* _Task instructions_
From the records below, keep only the lines that contain the string "rear". Case counts.
::::
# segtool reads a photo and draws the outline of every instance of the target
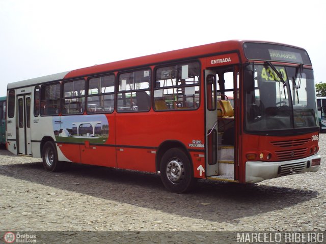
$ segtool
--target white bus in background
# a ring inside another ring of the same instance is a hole
[[[326,130],[326,97],[318,97],[316,98],[317,99],[318,118],[321,132],[323,130]]]

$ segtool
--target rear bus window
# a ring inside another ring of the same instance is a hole
[[[196,109],[199,106],[199,63],[166,66],[156,72],[155,110]]]
[[[60,84],[56,83],[41,87],[40,114],[57,115],[60,107]]]

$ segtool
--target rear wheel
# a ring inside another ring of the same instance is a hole
[[[171,148],[164,154],[160,170],[163,185],[170,192],[182,193],[190,191],[196,183],[192,165],[180,148]]]
[[[59,171],[62,169],[62,163],[58,161],[58,154],[55,143],[47,141],[42,151],[43,165],[49,172]]]

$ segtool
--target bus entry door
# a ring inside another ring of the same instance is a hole
[[[204,71],[205,84],[206,176],[218,175],[218,131],[216,73]]]
[[[18,154],[32,155],[31,144],[31,95],[17,96]]]

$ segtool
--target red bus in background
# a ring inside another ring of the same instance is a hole
[[[233,105],[228,99],[233,99]],[[9,84],[7,146],[42,158],[159,172],[170,191],[318,170],[303,49],[229,41]]]

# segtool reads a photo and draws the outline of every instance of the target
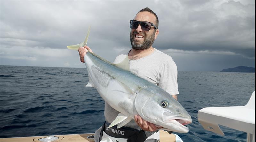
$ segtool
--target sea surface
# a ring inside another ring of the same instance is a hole
[[[0,138],[94,133],[104,122],[104,101],[84,68],[0,66]],[[185,142],[245,142],[246,133],[220,126],[205,130],[197,112],[246,105],[255,73],[178,71],[179,101],[191,116]]]

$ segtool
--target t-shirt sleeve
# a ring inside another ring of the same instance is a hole
[[[178,71],[175,62],[171,59],[163,64],[158,86],[171,95],[179,94]]]

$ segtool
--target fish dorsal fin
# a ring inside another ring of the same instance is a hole
[[[122,61],[117,64],[114,64],[114,65],[119,67],[121,69],[126,70],[126,71],[130,71],[130,65],[129,63],[129,59],[128,58],[128,56],[126,56],[125,57]]]
[[[90,53],[92,54],[97,57],[102,61],[105,62],[110,64],[116,66],[119,68],[121,68],[123,70],[126,70],[129,71],[130,71],[130,65],[129,63],[129,59],[128,58],[128,56],[126,56],[124,59],[121,62],[117,64],[113,64],[109,61],[106,60],[101,57],[95,54],[92,52],[90,52]]]

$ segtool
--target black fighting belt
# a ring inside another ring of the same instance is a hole
[[[109,136],[115,138],[128,139],[127,142],[144,142],[147,139],[144,131],[140,131],[132,128],[123,126],[117,129],[115,125],[108,128],[110,124],[105,122],[102,126],[99,141],[100,141],[103,135],[103,131]]]

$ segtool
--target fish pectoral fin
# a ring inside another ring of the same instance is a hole
[[[123,87],[123,88],[125,89],[125,90],[126,91],[126,93],[129,93],[130,94],[135,94],[136,93],[134,92],[134,91],[133,90],[132,90],[132,88],[131,88],[128,85],[119,80],[116,80],[116,81],[118,83],[119,83],[121,86]],[[120,90],[118,90],[114,91],[120,91]]]
[[[108,128],[111,128],[116,125],[117,125],[117,128],[119,128],[128,123],[132,119],[121,113],[119,113],[117,117],[111,123]]]
[[[85,87],[94,87],[93,85],[93,83],[92,83],[92,79],[91,79],[91,77],[89,75],[88,76],[89,78],[89,81],[88,82],[88,83],[85,86]]]
[[[122,127],[126,125],[126,124],[129,123],[132,118],[128,117],[124,120],[122,121],[121,123],[119,123],[117,125],[117,127],[116,127],[117,129]]]
[[[114,65],[123,70],[130,71],[130,65],[128,56],[126,56],[125,58],[121,62],[117,64],[114,64]]]
[[[92,86],[92,85],[91,84],[91,83],[90,83],[90,82],[88,82],[88,83],[87,83],[87,84],[86,84],[86,85],[85,85],[85,87],[93,87],[93,86]]]

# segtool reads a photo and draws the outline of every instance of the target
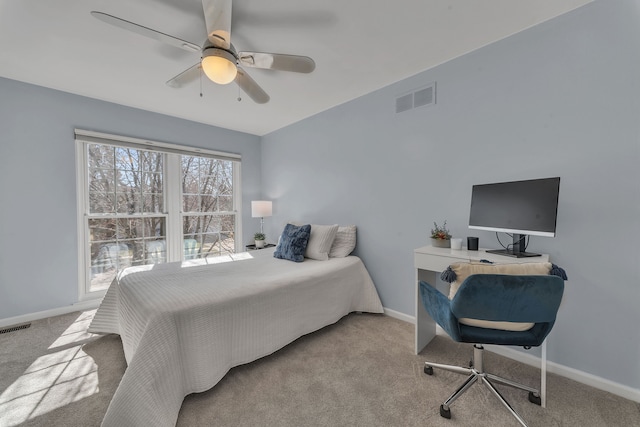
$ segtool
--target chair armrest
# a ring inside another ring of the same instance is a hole
[[[420,281],[420,297],[425,310],[427,310],[431,318],[449,334],[451,339],[460,341],[458,319],[451,312],[449,298],[422,280]]]

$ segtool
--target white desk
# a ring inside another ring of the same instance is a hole
[[[462,250],[454,250],[449,248],[434,248],[433,246],[423,246],[414,250],[414,265],[416,268],[416,329],[415,329],[415,351],[420,353],[427,344],[436,336],[436,322],[429,316],[424,309],[422,299],[420,298],[420,286],[418,282],[424,280],[430,285],[438,286],[438,278],[440,273],[456,262],[479,261],[486,259],[498,264],[519,264],[526,262],[549,262],[549,255],[542,255],[531,258],[514,258],[504,255],[495,255],[487,253],[485,249],[478,251],[467,251],[465,247]],[[440,283],[438,290],[445,295],[449,295],[449,284]],[[446,285],[446,286],[445,286]],[[445,286],[445,287],[442,287]],[[542,398],[542,406],[546,406],[546,361],[547,361],[547,344],[542,344],[542,379],[540,386],[540,396]]]

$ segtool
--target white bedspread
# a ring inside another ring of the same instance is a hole
[[[103,426],[174,426],[184,397],[232,367],[383,311],[354,256],[295,263],[263,249],[205,262],[134,267],[111,284],[89,331],[120,334],[128,366]]]

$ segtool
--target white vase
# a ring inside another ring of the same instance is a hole
[[[450,248],[451,240],[449,239],[431,239],[431,246],[434,248]]]

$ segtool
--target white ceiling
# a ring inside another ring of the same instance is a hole
[[[247,68],[271,96],[258,105],[235,84],[206,78],[202,98],[198,81],[166,86],[197,63],[199,53],[89,13],[202,45],[201,0],[0,0],[0,76],[264,135],[590,1],[234,0],[231,40],[238,50],[307,55],[316,62],[311,74]]]

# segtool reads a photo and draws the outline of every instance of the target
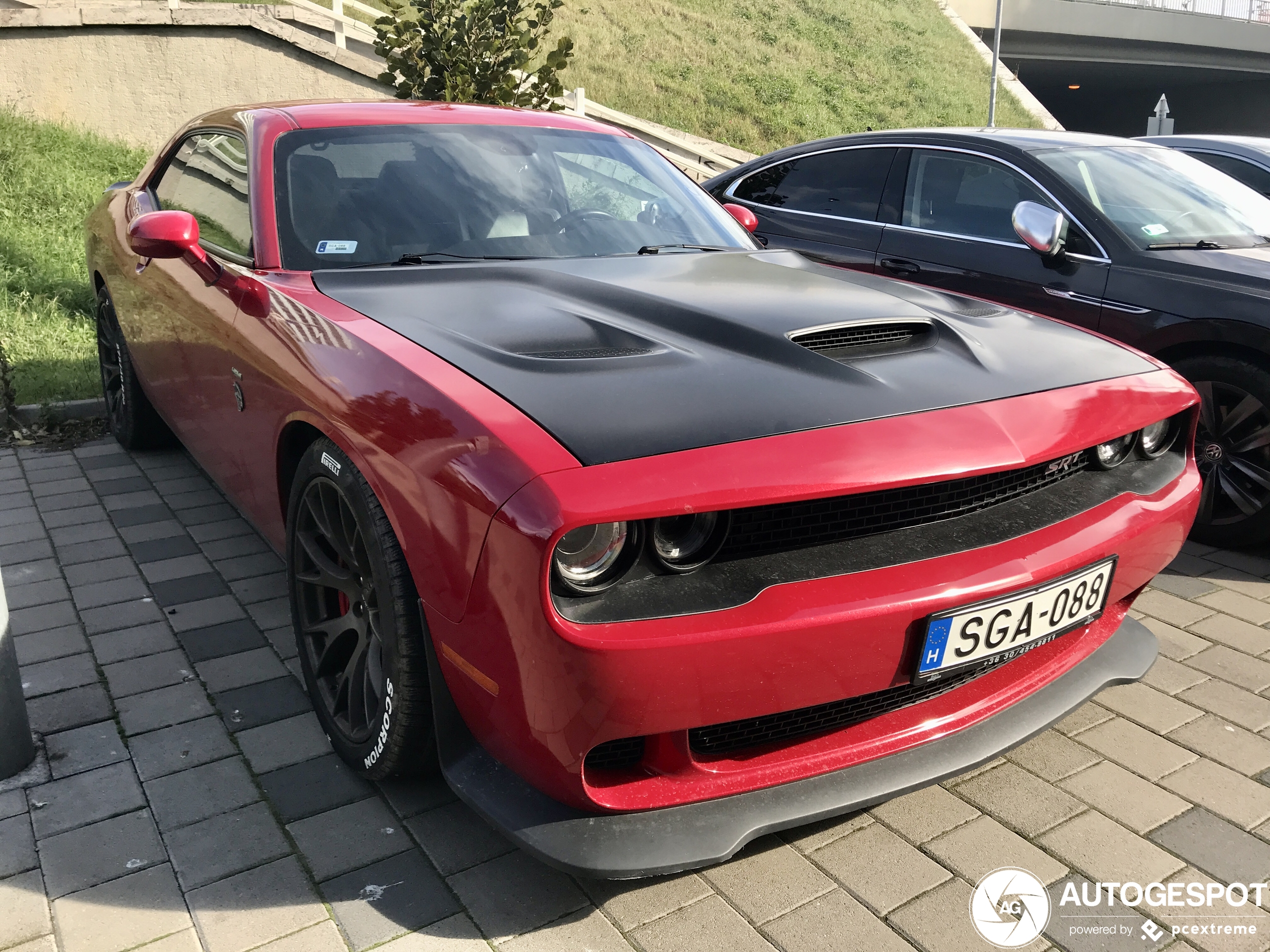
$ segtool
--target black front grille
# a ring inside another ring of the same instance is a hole
[[[643,759],[643,737],[618,737],[593,746],[585,765],[588,770],[625,770]]]
[[[928,334],[931,325],[926,321],[856,324],[847,327],[829,327],[790,338],[799,347],[823,353],[826,350],[846,350],[860,347],[879,347],[892,344],[899,347],[909,343],[917,335]]]
[[[1087,452],[921,486],[734,509],[732,528],[715,561],[841,542],[974,513],[1074,476],[1086,467]]]
[[[831,701],[827,704],[815,704],[814,707],[800,707],[796,711],[782,711],[763,717],[749,717],[744,721],[728,721],[728,724],[711,724],[709,727],[693,727],[688,731],[688,745],[697,754],[725,754],[740,748],[837,730],[850,724],[859,724],[870,717],[898,711],[902,707],[930,701],[932,697],[960,688],[966,682],[986,673],[980,668],[951,677],[947,680],[902,684],[898,688],[875,691],[872,694]]]

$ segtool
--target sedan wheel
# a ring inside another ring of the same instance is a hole
[[[418,594],[378,500],[326,439],[305,452],[292,485],[287,575],[300,665],[335,751],[372,779],[427,770]]]
[[[1177,364],[1200,395],[1195,461],[1204,477],[1191,538],[1250,546],[1270,538],[1270,373],[1232,358]]]

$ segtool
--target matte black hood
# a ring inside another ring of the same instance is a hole
[[[324,294],[481,381],[587,465],[1157,369],[1054,321],[974,316],[993,308],[792,251],[312,277]],[[894,317],[931,320],[930,345],[839,363],[786,336]]]

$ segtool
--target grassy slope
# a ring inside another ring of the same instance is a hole
[[[569,0],[554,32],[565,86],[751,152],[987,121],[988,67],[935,0]],[[1038,124],[1005,90],[997,116]]]
[[[0,110],[0,341],[19,404],[94,396],[93,292],[81,225],[144,152]]]

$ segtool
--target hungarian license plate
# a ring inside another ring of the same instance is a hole
[[[1102,614],[1116,557],[988,602],[951,608],[926,622],[914,684],[1010,661]]]

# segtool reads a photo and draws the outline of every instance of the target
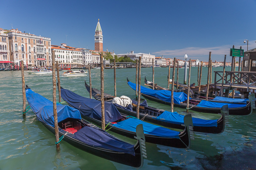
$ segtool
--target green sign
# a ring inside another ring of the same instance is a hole
[[[230,48],[230,56],[243,57],[244,50]]]

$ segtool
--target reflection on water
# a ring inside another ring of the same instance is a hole
[[[155,70],[155,82],[166,87],[168,68],[157,68]],[[212,68],[212,72],[222,68]],[[197,68],[191,69],[191,82],[196,82]],[[207,72],[206,67],[203,69]],[[135,82],[135,71],[133,68],[117,69],[118,96],[125,95],[135,98],[135,92],[127,85],[126,78],[128,77],[131,81]],[[146,76],[148,81],[151,81],[152,68],[142,68],[141,71],[142,79]],[[114,94],[113,72],[113,69],[104,70],[104,91],[111,94]],[[180,82],[184,77],[182,72],[179,71]],[[57,152],[54,135],[37,120],[32,110],[26,113],[25,118],[23,117],[20,75],[21,71],[2,71],[0,74],[0,169],[34,169],[36,167],[57,169],[135,169],[88,154],[64,141],[60,143],[60,152]],[[206,76],[202,76],[202,84],[206,83]],[[100,89],[100,70],[92,69],[92,87]],[[50,100],[52,100],[52,78],[51,75],[28,75],[25,71],[26,84],[33,91]],[[61,85],[88,98],[89,94],[84,87],[84,80],[89,82],[89,76],[60,77]],[[143,97],[142,100],[144,100]],[[170,111],[170,106],[150,101],[148,103],[153,107]],[[175,108],[175,111],[186,114],[185,110],[181,108]],[[195,117],[208,119],[220,117],[218,114],[193,111],[189,112]],[[252,160],[256,157],[255,125],[255,111],[248,116],[229,115],[225,131],[221,134],[195,132],[195,140],[191,141],[189,149],[146,143],[147,158],[144,159],[142,169],[255,168],[256,162]],[[130,143],[136,142],[134,139],[111,132],[110,133]]]

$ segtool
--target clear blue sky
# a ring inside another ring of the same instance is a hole
[[[223,61],[229,48],[256,47],[255,0],[3,1],[0,28],[94,50],[98,21],[103,50]],[[67,36],[66,35],[68,36]],[[67,39],[67,41],[66,41]],[[80,43],[79,43],[80,42]]]

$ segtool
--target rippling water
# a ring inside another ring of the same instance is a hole
[[[213,71],[222,67],[213,68]],[[151,68],[142,68],[151,81]],[[203,67],[202,83],[206,83],[207,68]],[[63,72],[63,71],[62,71]],[[92,70],[92,86],[100,88],[100,71]],[[104,91],[114,94],[113,69],[104,70]],[[135,92],[126,83],[126,77],[135,82],[135,69],[117,69],[117,94],[134,99]],[[184,69],[179,69],[182,83]],[[172,72],[171,72],[172,74]],[[168,68],[155,68],[155,82],[167,87]],[[212,76],[214,74],[212,73]],[[37,120],[31,110],[22,116],[21,71],[0,71],[0,169],[130,169],[133,168],[112,162],[60,142],[56,151],[55,136]],[[60,77],[61,85],[82,96],[89,97],[84,87],[89,76]],[[191,68],[191,82],[197,82],[197,68]],[[212,77],[212,80],[214,80]],[[33,75],[25,71],[25,82],[32,90],[52,101],[51,75]],[[142,98],[143,99],[143,98]],[[63,100],[62,100],[63,101]],[[150,106],[170,111],[170,107],[148,101]],[[27,105],[27,106],[28,106]],[[175,108],[180,114],[185,109]],[[194,116],[217,119],[219,115],[190,111]],[[142,169],[251,169],[256,167],[256,112],[248,116],[230,115],[225,131],[221,134],[195,133],[188,150],[146,143],[147,158]],[[110,132],[121,140],[135,144],[136,140]]]

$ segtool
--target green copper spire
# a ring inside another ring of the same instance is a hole
[[[99,19],[98,19],[98,23],[97,24],[96,29],[95,30],[95,32],[96,31],[102,32],[102,30],[101,30],[101,27],[100,27],[100,24],[99,23]]]

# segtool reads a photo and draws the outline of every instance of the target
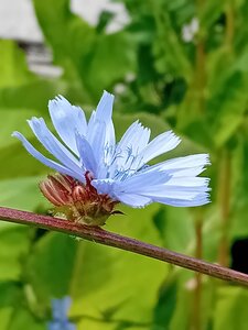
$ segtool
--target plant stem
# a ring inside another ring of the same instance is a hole
[[[227,148],[223,150],[222,162],[219,168],[219,205],[220,205],[220,226],[222,238],[219,242],[219,264],[228,265],[229,243],[229,211],[230,211],[230,178],[231,178],[231,160]]]
[[[202,216],[202,215],[201,215]],[[202,237],[202,217],[195,221],[195,257],[202,258],[203,250],[203,237]],[[201,330],[201,310],[202,310],[202,274],[195,274],[195,290],[194,290],[194,301],[193,301],[193,329]]]
[[[248,275],[211,264],[181,253],[172,252],[166,249],[158,248],[141,241],[122,237],[99,227],[83,226],[67,220],[40,216],[32,212],[20,211],[9,208],[0,208],[0,219],[9,222],[30,224],[44,229],[55,230],[78,237],[88,241],[130,251],[163,262],[168,262],[194,272],[200,272],[224,280],[230,280],[240,285],[248,286]]]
::::
* _Finished answer_
--target rear bus window
--target rear wheel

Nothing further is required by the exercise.